*** Begin section ***

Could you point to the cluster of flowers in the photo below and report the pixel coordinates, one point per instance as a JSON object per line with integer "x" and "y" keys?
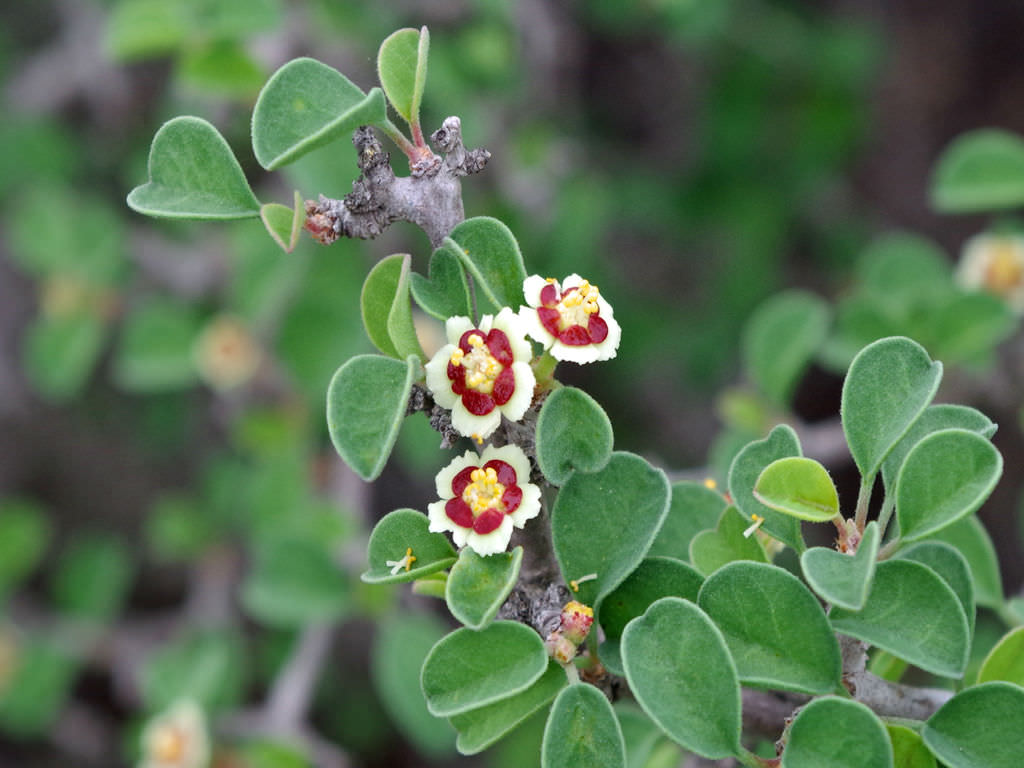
{"x": 483, "y": 374}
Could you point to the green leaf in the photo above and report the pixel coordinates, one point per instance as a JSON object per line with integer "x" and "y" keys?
{"x": 654, "y": 578}
{"x": 400, "y": 645}
{"x": 480, "y": 728}
{"x": 583, "y": 730}
{"x": 908, "y": 748}
{"x": 25, "y": 535}
{"x": 780, "y": 338}
{"x": 980, "y": 727}
{"x": 694, "y": 507}
{"x": 155, "y": 352}
{"x": 743, "y": 473}
{"x": 492, "y": 254}
{"x": 946, "y": 476}
{"x": 59, "y": 353}
{"x": 840, "y": 579}
{"x": 306, "y": 104}
{"x": 572, "y": 434}
{"x": 798, "y": 486}
{"x": 890, "y": 382}
{"x": 775, "y": 629}
{"x": 710, "y": 550}
{"x": 401, "y": 66}
{"x": 681, "y": 673}
{"x": 913, "y": 614}
{"x": 934, "y": 418}
{"x": 951, "y": 566}
{"x": 467, "y": 670}
{"x": 604, "y": 522}
{"x": 1006, "y": 660}
{"x": 284, "y": 223}
{"x": 982, "y": 170}
{"x": 366, "y": 404}
{"x": 397, "y": 531}
{"x": 194, "y": 175}
{"x": 445, "y": 293}
{"x": 838, "y": 733}
{"x": 294, "y": 582}
{"x": 970, "y": 537}
{"x": 205, "y": 666}
{"x": 478, "y": 585}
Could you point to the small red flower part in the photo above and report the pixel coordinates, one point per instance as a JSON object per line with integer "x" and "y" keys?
{"x": 482, "y": 498}
{"x": 571, "y": 320}
{"x": 482, "y": 373}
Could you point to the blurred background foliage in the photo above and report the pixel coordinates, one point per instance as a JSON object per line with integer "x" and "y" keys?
{"x": 173, "y": 521}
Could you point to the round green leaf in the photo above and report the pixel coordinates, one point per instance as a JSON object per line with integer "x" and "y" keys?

*** End section ***

• **EXERCISE PROMPT**: Leave the pictures out and copy the rest of the data exactly.

• **SOLVED EXERCISE**:
Could you point to the cluster of flowers in the photo below and report the pixel coordinates, one point per instance as a JSON object per line with integer "x" and "y" keys?
{"x": 483, "y": 374}
Could you point to the green leaf in the photo above and report the pixel coordinates, one point per instance as a JSON object per line with integer "x" and "y" keys?
{"x": 654, "y": 578}
{"x": 400, "y": 645}
{"x": 480, "y": 728}
{"x": 583, "y": 730}
{"x": 908, "y": 748}
{"x": 25, "y": 535}
{"x": 780, "y": 338}
{"x": 980, "y": 727}
{"x": 694, "y": 507}
{"x": 155, "y": 352}
{"x": 743, "y": 473}
{"x": 492, "y": 254}
{"x": 946, "y": 476}
{"x": 59, "y": 353}
{"x": 840, "y": 579}
{"x": 306, "y": 104}
{"x": 572, "y": 434}
{"x": 798, "y": 486}
{"x": 890, "y": 382}
{"x": 775, "y": 629}
{"x": 710, "y": 550}
{"x": 401, "y": 66}
{"x": 681, "y": 673}
{"x": 913, "y": 614}
{"x": 934, "y": 418}
{"x": 951, "y": 566}
{"x": 467, "y": 670}
{"x": 604, "y": 522}
{"x": 1006, "y": 660}
{"x": 284, "y": 223}
{"x": 982, "y": 170}
{"x": 366, "y": 404}
{"x": 397, "y": 531}
{"x": 194, "y": 175}
{"x": 445, "y": 293}
{"x": 838, "y": 733}
{"x": 294, "y": 582}
{"x": 970, "y": 537}
{"x": 205, "y": 666}
{"x": 478, "y": 585}
Could you point to the small red flower part in the photo above and report the pixel coordinates, one point per instance as a JSON object per line with integer "x" and "y" keys?
{"x": 482, "y": 498}
{"x": 571, "y": 320}
{"x": 482, "y": 373}
Could you point to the blurred background foliage in the photo above and report the pixel coordinates, one point per instance as a JSON object per line with integer "x" and "y" keys?
{"x": 173, "y": 521}
Could you point to the round green leaf in the photo above and report the pixel coordinates, one point per instance as a JSON object per line with integer "x" and "y" keys?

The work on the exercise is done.